### REQUIRED TASK A
According to the MXB361 assignment brief, what percentage of the final score does this assignment count for?
### REQUIRED TASK B
Write a continuation of the MXB361 assignment brief that picks up after its last sentence.

### SELECTED EXTRACT
+++++

MXB361
Module 1: Complex Systems and Networks
Assessment Part A: Complex Systems and Computation
This assignment counts for 60% of the MXB361 final score and focusses on the
material covered in weeks 1-6 of Module 1. It is due at midnight on the Tuesday of the week
following the last week of teaching of Semester 1. This is to be completed individually. The
answers will be run through plagiarism checking software (please don’t even think about it!).
Your submissions should be in the form of a report answering the questions below. You must
provide a code sample for each question where code writing is involved; and images as
requested. Give all answers to at least 2 decimal points.
Part I (Complex Systems Quantitative Analysis – 40 marks in total)
You have just landed a dream job as the head of strategy at an evil but old-fashioned,
non-quantitative foreign exchange trading hedge fund, having out-muscled, out-witted and out-
computed your rivals. You have been given a remit by the boss of the firm, Mr Fatman Rich,
to revolutionise their inept investment strategies. This you are determined to accomplish, in
order to get a massive bonus so you can buy yourself a huge jacuzzi and fill it with chocolate
and gold, or whatever other material goods you desire.
The fund invests only in the top 22 most traded “tickers”, which includes 19 national
currencies, as well as bitcoin (BTC), gold (XAU) and silver (XAG). Because you took
MXB361, your first step is to download the firm’s stock market data with a view to devising a
new, computationally sound investment strategy. The data set (‘data’ matrix) has the past 7110
days (about 30 years) of ticker prices for the 22 tickers – these are the prices daily of each
currency against the US dollar. The ticker prices, corresponding to the codes for each currency
are in the ‘tickers’ matrix and the dates are in the ‘times’ matrix.
1. Load the data into MATLAB. Look only at the last 504 days of trading prices.
Divide each ticker’s price by its initial opening price 504 days ago so that they all
start at 1. Plot these corrected prices against time (for the past two years) for all
tickers. Plot, in a 22 x 22 plot array, all the corrected prices against one another.
Provide the code you used and the respective images in an image format of your
choice. Briefly describe 5 things you see. (5 marks).
2. Using your corrected prices over the past two years of data, compute the corrected
daily returns (i.e. the % daily change in the value) of each ticker. Using this,
compute the correlation matrix of daily returns. Check in MATLAB whether the
matrix is symmetric and provide evidence whether it is or not. Visualise the
correlations matrix appropriately. What is the determinant of this matrix? In 10
words or less, give a geometric interpretation of the determinant of a matrix (5
marks).
3. The Marcenko-Pastur distribution describes asymptotic behaviour of the
eigenvalues of random matrices. Plot this distribution as a family of curves for
different parameter values, N and T, respectively, where N is the number of series
and T is their length. Give expressions for the two points along the x-axis at which
the MP distribution curves departs from the horizontal axis (i.e. where the MP
distribution is > 0), as functions of N and T. What is the significance of any of the
eigenvalues of a given non-random matrix derived from time series data falling
between these two values? What about those falling outside the range? (5 marks).

+++++

Shape boundary entries:
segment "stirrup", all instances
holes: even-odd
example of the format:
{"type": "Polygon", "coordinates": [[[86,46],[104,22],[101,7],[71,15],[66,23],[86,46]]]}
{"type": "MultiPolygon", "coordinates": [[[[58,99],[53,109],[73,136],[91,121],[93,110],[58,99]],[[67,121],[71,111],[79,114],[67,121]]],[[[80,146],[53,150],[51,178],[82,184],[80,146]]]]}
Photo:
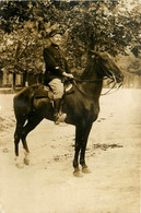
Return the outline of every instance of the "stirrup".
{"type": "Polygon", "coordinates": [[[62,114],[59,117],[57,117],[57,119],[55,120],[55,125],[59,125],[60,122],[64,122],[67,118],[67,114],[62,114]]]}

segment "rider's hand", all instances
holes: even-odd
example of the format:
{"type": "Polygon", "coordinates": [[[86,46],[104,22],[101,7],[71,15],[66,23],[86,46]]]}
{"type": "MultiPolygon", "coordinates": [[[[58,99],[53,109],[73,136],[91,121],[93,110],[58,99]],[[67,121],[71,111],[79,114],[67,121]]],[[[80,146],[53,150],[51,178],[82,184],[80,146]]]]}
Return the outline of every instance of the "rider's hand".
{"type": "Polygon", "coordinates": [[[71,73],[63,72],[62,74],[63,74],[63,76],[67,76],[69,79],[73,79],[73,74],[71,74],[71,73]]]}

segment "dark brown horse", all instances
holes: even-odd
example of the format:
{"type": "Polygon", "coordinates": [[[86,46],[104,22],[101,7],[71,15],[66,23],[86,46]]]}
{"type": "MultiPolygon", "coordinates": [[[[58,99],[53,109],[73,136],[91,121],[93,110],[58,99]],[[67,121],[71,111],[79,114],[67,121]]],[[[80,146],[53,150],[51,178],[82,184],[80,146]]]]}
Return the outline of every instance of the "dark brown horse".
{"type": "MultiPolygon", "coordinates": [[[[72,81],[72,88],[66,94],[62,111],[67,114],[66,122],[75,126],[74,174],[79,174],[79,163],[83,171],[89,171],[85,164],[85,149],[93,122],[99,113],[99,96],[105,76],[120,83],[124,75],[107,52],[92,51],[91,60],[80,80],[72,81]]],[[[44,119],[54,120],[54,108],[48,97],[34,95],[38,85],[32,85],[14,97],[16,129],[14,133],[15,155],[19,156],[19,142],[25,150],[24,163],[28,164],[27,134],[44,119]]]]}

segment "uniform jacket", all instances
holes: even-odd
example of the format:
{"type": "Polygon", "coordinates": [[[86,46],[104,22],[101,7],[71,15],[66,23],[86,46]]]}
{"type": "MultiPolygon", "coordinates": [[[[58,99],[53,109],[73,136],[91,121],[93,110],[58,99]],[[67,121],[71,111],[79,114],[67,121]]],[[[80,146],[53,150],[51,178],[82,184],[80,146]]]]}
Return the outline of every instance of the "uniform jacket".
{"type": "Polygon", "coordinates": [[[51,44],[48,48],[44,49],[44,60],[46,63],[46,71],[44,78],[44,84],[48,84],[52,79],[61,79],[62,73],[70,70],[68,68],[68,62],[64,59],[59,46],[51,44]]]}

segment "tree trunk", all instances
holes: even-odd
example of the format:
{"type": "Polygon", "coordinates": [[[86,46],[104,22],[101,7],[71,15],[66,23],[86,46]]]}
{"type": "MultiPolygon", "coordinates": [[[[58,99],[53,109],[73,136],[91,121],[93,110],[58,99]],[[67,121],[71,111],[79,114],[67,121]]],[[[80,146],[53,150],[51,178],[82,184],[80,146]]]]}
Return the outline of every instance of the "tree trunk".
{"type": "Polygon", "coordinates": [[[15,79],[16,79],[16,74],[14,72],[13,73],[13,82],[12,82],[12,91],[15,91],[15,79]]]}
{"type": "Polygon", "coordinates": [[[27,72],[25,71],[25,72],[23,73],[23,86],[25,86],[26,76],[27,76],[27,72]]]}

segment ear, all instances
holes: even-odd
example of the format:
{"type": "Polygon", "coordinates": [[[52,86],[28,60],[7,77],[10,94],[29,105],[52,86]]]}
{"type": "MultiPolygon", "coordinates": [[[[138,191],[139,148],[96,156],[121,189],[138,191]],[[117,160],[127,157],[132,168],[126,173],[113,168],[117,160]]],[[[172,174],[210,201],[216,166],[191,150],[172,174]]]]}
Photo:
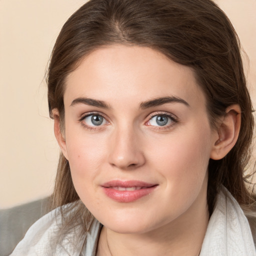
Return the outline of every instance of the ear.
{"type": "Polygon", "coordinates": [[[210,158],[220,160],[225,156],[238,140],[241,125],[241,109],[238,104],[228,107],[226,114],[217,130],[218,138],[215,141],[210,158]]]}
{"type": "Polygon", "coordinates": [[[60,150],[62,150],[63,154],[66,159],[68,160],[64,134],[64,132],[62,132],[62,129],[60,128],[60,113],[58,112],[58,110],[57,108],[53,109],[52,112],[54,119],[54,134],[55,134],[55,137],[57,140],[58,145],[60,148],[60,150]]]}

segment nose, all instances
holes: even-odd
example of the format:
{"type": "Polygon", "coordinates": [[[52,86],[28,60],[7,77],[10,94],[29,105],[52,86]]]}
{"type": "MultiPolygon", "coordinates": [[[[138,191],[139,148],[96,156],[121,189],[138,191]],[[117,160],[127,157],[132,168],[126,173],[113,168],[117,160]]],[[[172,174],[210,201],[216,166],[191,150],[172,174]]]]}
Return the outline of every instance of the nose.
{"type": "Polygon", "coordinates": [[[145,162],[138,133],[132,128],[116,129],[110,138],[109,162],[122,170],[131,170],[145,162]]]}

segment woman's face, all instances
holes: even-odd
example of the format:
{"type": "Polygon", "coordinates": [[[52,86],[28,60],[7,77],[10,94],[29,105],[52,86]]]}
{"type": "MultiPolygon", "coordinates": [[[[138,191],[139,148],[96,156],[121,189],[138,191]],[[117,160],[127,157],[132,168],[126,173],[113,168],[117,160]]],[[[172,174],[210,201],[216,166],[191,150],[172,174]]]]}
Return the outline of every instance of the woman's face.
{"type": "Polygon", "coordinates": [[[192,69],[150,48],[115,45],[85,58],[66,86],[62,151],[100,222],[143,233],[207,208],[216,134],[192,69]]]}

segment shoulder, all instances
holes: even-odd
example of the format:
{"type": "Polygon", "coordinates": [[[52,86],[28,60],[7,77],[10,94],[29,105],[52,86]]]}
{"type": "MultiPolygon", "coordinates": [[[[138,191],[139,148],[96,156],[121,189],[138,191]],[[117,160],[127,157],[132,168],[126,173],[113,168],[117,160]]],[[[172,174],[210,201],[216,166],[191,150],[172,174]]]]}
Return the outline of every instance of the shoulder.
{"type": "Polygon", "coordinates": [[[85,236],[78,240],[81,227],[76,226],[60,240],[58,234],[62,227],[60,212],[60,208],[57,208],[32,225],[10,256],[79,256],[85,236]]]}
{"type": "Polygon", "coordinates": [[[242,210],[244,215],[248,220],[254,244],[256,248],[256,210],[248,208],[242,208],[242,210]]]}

+++++

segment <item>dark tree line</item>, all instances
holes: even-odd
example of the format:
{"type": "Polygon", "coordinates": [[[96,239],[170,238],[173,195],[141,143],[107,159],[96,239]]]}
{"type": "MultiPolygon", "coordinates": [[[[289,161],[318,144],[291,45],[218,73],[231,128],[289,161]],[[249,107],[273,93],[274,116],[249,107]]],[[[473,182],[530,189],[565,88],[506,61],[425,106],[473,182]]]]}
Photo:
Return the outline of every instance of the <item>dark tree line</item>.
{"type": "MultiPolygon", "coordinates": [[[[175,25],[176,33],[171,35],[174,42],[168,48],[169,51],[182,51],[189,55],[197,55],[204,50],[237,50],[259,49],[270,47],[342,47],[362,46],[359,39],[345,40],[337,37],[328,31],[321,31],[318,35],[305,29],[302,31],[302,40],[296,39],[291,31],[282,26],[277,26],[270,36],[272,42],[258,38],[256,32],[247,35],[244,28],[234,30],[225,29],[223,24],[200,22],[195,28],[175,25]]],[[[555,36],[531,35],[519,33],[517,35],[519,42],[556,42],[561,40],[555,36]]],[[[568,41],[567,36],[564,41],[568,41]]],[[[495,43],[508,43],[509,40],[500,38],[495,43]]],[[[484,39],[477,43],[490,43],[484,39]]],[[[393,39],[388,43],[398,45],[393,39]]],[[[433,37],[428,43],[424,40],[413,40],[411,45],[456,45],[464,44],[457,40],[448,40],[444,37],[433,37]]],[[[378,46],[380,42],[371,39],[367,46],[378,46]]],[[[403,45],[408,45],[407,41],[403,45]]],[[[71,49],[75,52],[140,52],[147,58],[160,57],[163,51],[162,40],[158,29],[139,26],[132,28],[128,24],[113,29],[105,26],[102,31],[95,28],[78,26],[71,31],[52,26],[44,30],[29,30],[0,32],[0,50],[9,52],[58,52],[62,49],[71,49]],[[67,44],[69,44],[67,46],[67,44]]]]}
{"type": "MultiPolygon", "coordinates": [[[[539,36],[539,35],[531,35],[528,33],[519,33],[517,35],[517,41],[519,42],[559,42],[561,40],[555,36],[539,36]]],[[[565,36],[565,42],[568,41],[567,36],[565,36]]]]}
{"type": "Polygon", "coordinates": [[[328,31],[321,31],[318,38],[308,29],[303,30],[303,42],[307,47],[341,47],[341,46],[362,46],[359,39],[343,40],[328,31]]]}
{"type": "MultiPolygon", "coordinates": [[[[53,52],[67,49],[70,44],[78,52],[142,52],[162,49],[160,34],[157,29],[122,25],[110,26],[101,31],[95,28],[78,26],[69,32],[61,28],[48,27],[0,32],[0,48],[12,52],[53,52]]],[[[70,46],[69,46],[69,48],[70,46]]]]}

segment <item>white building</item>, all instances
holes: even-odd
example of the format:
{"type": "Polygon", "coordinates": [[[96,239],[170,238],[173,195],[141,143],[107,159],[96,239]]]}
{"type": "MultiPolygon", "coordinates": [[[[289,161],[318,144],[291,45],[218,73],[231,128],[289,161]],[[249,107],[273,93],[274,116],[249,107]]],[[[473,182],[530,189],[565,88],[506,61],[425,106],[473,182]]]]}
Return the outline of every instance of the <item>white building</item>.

+++++

### TASK ANSWER A
60%

### TASK ANSWER B
4. Study the network derived from the correlation matrix you just computed. Is it a
directed or undirected matrix? Plot a histogram of its eigenvalues and comment on
it (100 words). Plot the distribution of the node degrees and comment on it (100
words). What is the mean correlation between any two randomly chosen ticker price
returns in the past year? What is the distribution of the correlations between any
two randomly chosen ticker price returns in that time? What is the standard
deviation? Comment on the above in 250 words or less (5 marks).
5. Your evil employer’s investment strategy focusses around choosing currencies that
its analysts believe are geographic regions (Asia, Europe, etc) that are “on the rise”
and avoiding those that are “falling” relative to the USD. Naturally, having taken
MXB361, you are sceptical of such an approach absent evidence in its favour. You
decide to use community detection methods to see if there are any distinct
communities in the ticker returns over the last year and if so, if they overlap with
the GICS sectors. Your first step is to write your own community detection code.
Choose an algorithm you’ve come across (such as Potts, Louvain, etc.) or devise
your own and write a piece of code in MATLAB that takes as input an adjacency
matrix (for example, a correlation matrix) and maximises the modularity, outputting
the communities within the network and a value for the estimated maximum
modularity. Provide evidence that the method works on a small network you have
devised (5 marks).
6. In order to feed a noise-cleaned network into your community detection code, you
need to eliminate some eigenvectors from the correlations matrix you computed.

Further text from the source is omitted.